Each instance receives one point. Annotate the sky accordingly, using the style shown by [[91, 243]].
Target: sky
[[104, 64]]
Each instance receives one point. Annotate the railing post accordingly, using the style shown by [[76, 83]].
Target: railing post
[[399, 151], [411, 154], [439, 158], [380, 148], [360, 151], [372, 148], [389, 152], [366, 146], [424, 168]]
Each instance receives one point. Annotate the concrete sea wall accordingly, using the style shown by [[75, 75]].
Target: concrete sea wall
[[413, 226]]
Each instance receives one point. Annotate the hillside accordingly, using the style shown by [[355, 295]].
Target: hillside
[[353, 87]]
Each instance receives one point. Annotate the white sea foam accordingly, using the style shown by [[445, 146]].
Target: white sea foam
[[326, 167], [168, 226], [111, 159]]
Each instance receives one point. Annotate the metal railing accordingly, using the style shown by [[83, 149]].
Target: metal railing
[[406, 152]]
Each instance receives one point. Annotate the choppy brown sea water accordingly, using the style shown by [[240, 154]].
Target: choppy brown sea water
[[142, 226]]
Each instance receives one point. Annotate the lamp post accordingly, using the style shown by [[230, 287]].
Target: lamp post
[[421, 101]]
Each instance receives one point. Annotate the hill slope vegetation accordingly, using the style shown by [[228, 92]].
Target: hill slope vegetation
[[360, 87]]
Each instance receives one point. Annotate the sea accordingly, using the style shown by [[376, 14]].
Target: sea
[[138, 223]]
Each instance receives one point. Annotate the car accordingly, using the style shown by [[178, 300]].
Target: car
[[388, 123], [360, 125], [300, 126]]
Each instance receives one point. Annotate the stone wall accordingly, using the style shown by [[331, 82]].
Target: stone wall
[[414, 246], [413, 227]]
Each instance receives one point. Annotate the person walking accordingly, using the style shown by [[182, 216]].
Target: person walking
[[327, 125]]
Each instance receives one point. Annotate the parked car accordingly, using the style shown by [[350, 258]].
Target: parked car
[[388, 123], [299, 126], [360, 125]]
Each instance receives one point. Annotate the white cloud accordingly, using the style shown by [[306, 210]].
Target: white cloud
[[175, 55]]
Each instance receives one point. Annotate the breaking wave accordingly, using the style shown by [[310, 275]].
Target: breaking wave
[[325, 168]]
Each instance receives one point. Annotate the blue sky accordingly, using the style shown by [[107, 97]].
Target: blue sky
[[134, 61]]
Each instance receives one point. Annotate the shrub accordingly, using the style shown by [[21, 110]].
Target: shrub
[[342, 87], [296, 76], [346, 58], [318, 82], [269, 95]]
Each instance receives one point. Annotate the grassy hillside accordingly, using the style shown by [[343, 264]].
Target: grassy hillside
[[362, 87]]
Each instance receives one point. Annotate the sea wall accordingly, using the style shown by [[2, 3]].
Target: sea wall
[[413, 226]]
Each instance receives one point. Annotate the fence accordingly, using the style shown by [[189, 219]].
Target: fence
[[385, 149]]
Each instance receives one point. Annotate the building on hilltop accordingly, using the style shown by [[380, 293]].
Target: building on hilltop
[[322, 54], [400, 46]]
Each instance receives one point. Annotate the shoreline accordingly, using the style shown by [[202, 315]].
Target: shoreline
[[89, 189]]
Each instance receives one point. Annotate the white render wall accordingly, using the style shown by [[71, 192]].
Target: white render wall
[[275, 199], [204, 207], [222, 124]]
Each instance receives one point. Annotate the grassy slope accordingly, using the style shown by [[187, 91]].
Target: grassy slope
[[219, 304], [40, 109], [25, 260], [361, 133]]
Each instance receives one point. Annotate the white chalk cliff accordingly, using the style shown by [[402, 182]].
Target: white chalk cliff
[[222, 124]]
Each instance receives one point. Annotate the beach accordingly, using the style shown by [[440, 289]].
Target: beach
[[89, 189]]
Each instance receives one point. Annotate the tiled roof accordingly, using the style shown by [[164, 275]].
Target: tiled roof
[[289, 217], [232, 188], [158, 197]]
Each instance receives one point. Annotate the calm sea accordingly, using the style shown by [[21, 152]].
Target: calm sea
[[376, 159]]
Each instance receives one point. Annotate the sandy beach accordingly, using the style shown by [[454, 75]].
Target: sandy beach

+--

Aim of the exercise » Output the line holding "Each instance receives one point. Annotate the fence", then every later line through the end of the records above, exactly as given and nothing else.

Reply to the task »
Each instance receives one point. Annotate the fence accordingly, using the style shown by [[189, 219]].
Target: fence
[[385, 149]]
Each instance receives one point. Annotate the building on hilltop accordingly, using the style shown by [[380, 293]].
Target: building on hilltop
[[322, 54], [400, 46]]
Each instance receives one point. Annotate the shoreline accordingly, using the style shown by [[202, 315]].
Target: shoreline
[[89, 189]]
Each instance receives one point. Annotate the white render wall accordingly, using the style shown by [[71, 192]].
Target: white render wall
[[275, 199], [204, 207], [222, 124]]
Each instance receives one point. Annotate the grassy slope accordingly, using the style shown by [[187, 91]].
Target: grassy slope
[[219, 304], [40, 109], [25, 260], [361, 133]]
Each instance receives one point. Annotate the white chalk cliff accordingly, using the style shown by [[402, 182]].
Target: white chalk cliff
[[222, 124]]
Each instance receives one point. Annotate the beach accordingly, using the style shown by [[440, 289]].
Target: beach
[[89, 189]]
Each instance receives one point. Annotate the tiled roof accordingly, using the style shown by [[164, 275]].
Target: tiled roof
[[289, 217], [232, 188], [158, 197]]
Each instance receives one point. Annotate the calm sea accordingly, using the style shown by [[21, 152]].
Target: calm sea
[[376, 159]]
Each instance receives one point. Annotate the sandy beach accordingly, using the style shown by [[454, 75]].
Target: sandy beach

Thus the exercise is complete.